*REQUIREMENTS*: Transcribe all of the records below word for word, line by line.

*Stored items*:
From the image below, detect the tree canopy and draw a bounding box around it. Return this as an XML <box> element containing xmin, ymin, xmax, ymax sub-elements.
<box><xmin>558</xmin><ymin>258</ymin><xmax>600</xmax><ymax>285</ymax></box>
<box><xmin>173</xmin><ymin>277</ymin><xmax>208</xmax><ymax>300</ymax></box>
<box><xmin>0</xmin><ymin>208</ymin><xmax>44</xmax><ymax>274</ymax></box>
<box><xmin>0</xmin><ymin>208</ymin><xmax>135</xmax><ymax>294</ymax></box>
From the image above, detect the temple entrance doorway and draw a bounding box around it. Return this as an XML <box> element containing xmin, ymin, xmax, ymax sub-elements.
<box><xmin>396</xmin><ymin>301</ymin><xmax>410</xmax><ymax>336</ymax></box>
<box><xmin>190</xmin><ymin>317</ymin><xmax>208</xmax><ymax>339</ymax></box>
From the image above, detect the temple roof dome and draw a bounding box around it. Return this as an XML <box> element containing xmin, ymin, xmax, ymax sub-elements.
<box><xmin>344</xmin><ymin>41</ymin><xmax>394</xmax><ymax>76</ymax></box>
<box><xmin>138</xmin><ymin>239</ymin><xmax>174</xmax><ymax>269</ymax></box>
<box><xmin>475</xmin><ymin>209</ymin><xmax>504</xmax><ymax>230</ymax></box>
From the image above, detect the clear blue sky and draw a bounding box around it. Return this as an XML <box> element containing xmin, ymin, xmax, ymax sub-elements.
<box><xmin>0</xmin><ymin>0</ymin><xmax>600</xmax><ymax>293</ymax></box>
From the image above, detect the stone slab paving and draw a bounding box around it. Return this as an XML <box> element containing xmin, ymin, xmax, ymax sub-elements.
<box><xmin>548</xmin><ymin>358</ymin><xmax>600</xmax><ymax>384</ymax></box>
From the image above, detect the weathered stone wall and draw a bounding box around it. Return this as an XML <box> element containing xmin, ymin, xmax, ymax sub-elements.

*FINAL RESULT*:
From the image below, detect the tree canopy and draw a bounding box around it. Return this as an XML <box> element containing xmin, ymin, xmax, ymax sub-elements.
<box><xmin>558</xmin><ymin>258</ymin><xmax>600</xmax><ymax>285</ymax></box>
<box><xmin>173</xmin><ymin>277</ymin><xmax>208</xmax><ymax>300</ymax></box>
<box><xmin>0</xmin><ymin>208</ymin><xmax>44</xmax><ymax>274</ymax></box>
<box><xmin>0</xmin><ymin>208</ymin><xmax>135</xmax><ymax>294</ymax></box>
From the image above, detect the temple entrance doorway and draw a bounding box around it. Return this as an XML <box> element containing xmin, ymin, xmax, ymax sub-elements.
<box><xmin>396</xmin><ymin>301</ymin><xmax>410</xmax><ymax>336</ymax></box>
<box><xmin>190</xmin><ymin>317</ymin><xmax>208</xmax><ymax>339</ymax></box>
From the image above, detect the temple roof dome and draw a bounding box around it. Return this as an XML <box> element containing xmin, ymin, xmax, ymax sub-elements.
<box><xmin>344</xmin><ymin>41</ymin><xmax>394</xmax><ymax>76</ymax></box>
<box><xmin>138</xmin><ymin>239</ymin><xmax>174</xmax><ymax>269</ymax></box>
<box><xmin>475</xmin><ymin>209</ymin><xmax>504</xmax><ymax>230</ymax></box>
From the image above, detect the clear blue sky and draw a bounding box around it. Return this as an XML <box> element containing xmin, ymin, xmax, ymax sub-elements.
<box><xmin>0</xmin><ymin>0</ymin><xmax>600</xmax><ymax>293</ymax></box>
From the image above, detect the stone slab paving and draw a bounding box around it. Return this as an XML <box> element containing xmin, ymin, xmax, ymax sub-elements.
<box><xmin>548</xmin><ymin>358</ymin><xmax>600</xmax><ymax>384</ymax></box>
From the image above, detect the weathered stone wall and draw a bounding box around it. Return this as an XML <box> element containing xmin, ymin, xmax, ymax sub-elements.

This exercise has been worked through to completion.